##### Text passage #####

An all-IP network is required to participate in an IP driven economy

No longer connecting just calls, telcos in the new digital economy connect devices with unique IP addresses to the Internet. All of these “things” connected to the Internet generate data. The digital economy empowers consumers with greater flexibility in the use of voice and media services, which enable them to better mix and match services to suit changing lifestyle needs. To play in this digital economy, operators must migrate to an all Internet based network platform: voice over LTE.

Despite its name, VoLTE’s key value proposition isn’t voice. Instead, its primary benefit is integrated high-definition voice, HD video and messaging, provided by an IMS backbone that makes seamless communication accessible across any connected device and network. Thus, VoLTE allows consumers and enterprises to take this high-quality communication experience with them wherever they go – something that over-the-top providers can’t match. Users can ride the VoLTE data stream to download videos, play games and access other multi-media content at LTE speeds while simultaneous talking on their smartphone. And by tethering their laptop or tablet to their LTE smartphone, consumers can extend LTE speeds to other devices. VoLTE gets operators to a data driven business model by lowering network cost of delivering data and enhancing the quality of experience. Being more spectrally efficient, VoLTE also allows operator’s to free up and re-assign precious 2G and 3G spectrum to support more data services.

As a result, VoLTE is a gateway to future revenue opportunities. To quote a tier-one service provider customer, “you cannot participate in a data-centric economy if you are not IP.” VoLTE enables operators to reach beyond traditional telco markets into healthcare, education, machine-to-machine, etc. VoLTE’s WebRTC APIs enables them to extend their communications brand to the Web where conversation experiences can be started from any device, webpage and application. It also enables telcos to defend and extend their communications turf by participate in enterprise communications opportunities, where mobility, “bring-your-own-device” and vendor lock-in are issues. This is a space that operators can disruptive – similar to the way OTTs disrupted consumer services.

Once on an all IP communications platform with global interoperability, there are no barriers to the telecom industry playing a bigger role in wholesaling communications services, even to OTT providers. Leveraging IMS within a cloud deployment model, operators could become the wholesale backbone of future communications by embedding communication in every new service, application and browser even if they don’t own the end service.

##### Given information #####

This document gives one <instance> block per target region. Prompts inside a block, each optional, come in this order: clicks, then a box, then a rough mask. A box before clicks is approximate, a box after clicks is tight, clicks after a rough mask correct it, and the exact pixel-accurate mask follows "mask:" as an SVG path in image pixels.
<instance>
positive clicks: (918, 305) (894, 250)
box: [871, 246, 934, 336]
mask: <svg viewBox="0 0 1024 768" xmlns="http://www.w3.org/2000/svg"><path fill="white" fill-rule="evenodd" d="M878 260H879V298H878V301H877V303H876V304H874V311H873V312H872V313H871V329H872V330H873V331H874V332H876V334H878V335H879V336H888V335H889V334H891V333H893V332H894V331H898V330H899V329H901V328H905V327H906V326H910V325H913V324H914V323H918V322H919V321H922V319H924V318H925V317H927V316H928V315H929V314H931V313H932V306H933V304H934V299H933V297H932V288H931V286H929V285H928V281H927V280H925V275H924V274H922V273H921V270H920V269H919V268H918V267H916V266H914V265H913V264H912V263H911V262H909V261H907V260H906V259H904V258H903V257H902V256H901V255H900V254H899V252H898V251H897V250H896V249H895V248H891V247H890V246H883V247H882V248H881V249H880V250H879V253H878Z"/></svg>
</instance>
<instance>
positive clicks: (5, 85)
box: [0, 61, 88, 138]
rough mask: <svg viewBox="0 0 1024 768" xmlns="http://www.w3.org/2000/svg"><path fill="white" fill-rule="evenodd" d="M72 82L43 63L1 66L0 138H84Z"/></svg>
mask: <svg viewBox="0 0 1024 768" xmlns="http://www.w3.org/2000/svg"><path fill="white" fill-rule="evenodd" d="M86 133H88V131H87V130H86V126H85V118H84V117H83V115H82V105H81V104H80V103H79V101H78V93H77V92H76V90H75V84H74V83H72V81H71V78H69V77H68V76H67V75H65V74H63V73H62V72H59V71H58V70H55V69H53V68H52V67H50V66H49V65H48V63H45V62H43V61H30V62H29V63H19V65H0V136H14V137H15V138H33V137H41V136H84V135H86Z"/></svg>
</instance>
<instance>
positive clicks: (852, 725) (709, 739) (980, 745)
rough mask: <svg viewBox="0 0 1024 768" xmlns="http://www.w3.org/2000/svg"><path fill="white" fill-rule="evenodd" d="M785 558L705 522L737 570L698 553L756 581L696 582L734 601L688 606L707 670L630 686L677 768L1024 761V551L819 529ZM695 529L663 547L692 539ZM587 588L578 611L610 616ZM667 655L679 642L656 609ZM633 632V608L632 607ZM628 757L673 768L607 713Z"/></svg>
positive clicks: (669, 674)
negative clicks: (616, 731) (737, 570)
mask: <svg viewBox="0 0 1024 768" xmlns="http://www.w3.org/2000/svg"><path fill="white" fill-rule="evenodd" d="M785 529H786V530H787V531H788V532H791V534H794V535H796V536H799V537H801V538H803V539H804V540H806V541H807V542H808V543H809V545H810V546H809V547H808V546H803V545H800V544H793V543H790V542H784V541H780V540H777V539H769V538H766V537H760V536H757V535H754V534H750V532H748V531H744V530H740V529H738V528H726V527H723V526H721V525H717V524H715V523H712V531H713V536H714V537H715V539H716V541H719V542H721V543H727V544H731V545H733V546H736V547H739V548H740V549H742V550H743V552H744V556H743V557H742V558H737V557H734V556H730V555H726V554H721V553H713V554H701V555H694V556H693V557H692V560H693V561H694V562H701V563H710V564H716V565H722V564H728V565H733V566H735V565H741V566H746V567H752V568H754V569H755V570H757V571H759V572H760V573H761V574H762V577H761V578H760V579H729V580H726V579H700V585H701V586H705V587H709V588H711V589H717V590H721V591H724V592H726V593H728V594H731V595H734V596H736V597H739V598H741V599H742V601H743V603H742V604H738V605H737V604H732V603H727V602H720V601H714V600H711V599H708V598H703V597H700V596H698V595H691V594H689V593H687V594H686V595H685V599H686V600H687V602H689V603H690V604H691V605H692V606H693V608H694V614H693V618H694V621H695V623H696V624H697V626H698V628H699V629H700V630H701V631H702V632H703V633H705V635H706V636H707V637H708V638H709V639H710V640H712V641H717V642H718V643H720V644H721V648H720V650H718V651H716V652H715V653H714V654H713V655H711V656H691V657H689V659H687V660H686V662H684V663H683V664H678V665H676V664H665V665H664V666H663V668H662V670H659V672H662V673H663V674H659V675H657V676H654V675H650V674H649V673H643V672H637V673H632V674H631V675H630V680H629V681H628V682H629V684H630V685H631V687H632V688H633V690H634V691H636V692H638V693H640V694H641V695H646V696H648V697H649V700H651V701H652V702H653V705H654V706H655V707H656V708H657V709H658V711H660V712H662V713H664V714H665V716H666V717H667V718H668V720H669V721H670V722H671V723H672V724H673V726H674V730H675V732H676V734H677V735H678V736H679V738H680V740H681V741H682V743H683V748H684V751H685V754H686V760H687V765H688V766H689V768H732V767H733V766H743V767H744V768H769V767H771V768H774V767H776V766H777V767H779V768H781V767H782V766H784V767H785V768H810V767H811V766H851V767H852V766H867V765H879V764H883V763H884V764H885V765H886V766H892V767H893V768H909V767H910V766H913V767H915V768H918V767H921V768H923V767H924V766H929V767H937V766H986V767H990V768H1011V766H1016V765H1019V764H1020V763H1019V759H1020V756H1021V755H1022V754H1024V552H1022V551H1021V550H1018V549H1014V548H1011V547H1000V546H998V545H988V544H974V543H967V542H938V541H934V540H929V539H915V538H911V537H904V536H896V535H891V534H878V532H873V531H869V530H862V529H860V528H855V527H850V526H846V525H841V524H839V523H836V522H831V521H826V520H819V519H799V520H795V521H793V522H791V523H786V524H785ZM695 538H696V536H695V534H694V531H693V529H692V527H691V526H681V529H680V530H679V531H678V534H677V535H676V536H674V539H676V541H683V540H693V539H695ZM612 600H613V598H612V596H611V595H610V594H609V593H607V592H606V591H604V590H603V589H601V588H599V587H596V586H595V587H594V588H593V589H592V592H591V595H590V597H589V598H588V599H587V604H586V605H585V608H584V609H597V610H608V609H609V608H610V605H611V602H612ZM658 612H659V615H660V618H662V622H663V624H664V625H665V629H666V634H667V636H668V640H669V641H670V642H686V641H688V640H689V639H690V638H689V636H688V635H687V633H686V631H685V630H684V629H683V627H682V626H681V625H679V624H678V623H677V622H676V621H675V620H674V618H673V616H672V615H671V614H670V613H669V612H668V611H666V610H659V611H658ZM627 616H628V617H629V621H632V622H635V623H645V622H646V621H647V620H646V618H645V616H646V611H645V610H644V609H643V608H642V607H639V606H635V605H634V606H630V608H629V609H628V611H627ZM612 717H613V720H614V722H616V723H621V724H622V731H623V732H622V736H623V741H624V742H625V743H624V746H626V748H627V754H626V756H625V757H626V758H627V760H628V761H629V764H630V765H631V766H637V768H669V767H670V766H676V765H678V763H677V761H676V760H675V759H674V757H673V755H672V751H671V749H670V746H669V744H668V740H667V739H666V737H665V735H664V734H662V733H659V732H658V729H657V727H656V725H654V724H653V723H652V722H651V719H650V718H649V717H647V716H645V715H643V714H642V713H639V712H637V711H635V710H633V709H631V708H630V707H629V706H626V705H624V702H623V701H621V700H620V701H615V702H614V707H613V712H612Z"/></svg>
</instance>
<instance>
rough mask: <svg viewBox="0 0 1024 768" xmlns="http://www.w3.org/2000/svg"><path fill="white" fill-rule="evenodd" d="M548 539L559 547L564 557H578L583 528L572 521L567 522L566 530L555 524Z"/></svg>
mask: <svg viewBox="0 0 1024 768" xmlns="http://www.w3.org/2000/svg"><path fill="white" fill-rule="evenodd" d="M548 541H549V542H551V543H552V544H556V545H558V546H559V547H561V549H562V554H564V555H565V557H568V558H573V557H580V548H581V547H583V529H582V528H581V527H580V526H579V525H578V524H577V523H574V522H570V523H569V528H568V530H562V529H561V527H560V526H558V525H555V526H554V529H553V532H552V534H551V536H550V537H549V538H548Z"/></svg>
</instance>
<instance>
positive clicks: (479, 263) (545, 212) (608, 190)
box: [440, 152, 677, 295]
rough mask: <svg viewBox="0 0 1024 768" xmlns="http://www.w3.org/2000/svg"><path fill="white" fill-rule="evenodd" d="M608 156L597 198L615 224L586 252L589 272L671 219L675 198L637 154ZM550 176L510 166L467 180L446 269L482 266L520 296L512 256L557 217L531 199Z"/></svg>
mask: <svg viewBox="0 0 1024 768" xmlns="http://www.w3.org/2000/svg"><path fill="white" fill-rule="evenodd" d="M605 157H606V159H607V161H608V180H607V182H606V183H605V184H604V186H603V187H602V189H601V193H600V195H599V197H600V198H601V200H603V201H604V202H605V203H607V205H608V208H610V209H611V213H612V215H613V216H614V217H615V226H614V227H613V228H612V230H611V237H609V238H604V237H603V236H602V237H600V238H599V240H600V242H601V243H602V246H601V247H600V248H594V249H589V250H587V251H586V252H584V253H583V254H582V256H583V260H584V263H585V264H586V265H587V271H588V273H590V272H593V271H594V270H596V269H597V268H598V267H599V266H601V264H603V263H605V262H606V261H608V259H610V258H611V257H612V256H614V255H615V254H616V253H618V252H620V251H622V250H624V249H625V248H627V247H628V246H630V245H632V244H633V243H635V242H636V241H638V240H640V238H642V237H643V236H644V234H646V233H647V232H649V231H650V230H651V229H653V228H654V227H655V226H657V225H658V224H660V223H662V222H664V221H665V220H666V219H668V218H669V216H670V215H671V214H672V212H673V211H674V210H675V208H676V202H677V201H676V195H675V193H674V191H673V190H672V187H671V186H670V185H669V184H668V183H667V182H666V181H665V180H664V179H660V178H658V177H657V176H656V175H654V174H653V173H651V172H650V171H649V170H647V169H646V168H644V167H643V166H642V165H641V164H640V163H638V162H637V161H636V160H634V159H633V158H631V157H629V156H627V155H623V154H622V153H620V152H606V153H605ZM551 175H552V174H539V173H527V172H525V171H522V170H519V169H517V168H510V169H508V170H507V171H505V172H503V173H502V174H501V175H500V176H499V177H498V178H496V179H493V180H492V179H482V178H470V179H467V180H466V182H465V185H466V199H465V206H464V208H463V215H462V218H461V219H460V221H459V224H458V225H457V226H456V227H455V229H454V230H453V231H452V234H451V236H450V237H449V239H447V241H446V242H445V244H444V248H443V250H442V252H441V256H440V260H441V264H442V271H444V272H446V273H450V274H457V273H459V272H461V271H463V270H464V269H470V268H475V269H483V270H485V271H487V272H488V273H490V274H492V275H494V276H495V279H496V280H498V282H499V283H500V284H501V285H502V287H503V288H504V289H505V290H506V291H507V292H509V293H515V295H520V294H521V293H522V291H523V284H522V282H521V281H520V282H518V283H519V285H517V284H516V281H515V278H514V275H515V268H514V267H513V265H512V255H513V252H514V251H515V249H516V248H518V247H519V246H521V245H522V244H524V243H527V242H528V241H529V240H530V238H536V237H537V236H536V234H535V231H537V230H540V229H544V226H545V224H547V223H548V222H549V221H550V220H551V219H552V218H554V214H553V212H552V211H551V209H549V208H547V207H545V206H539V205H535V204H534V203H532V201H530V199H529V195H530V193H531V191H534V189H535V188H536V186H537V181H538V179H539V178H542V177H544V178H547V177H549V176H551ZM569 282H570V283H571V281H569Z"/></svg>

#####

Carry on the article about VoLTE and all-IP telecom networks, which appears before the entries, picking up after its final sentence.

## Reply
Wake-up call

This isn’t the first time the telecom industry has had a warning shot fired across its bow. Skype became the world’s largest mover of international voice traffic. Now WhatsApp is the world’s fastest-growing messaging service. In response, telcos must be quicker, more agile and more innovative. But they will not win the battle of lowest common denominator – making cheap voice calls. Instead they need to adopt a data-driven mindset leveraging the IP network and the cloud to enable the faster introduction of new services and bundles, quicker scaling in response to demand and differentiated and reliable quality of experience that meets consumer and business demands to communicate whenever, wherever and however they choose.

While voice is still the predominant source of telco revenue, data services are rapidly growing and show no signs of slowing down as telcos transition away from 2G and 3G networks that do not support high bandwidth required for video and other digital data. LTE device owners, on average, consume twice as much data, including 50% more video than 3G users. Within the new digital economy, smartphones are becoming cheaper and increased global popularity will also drive data consumption. All signs point towards data being a game changer. And while content is king, it’s still the customer experience that rules supreme. Finding the right formula of innovation, data driven business models and operational optimization to provide a superior service is where all battles will ultimately be won.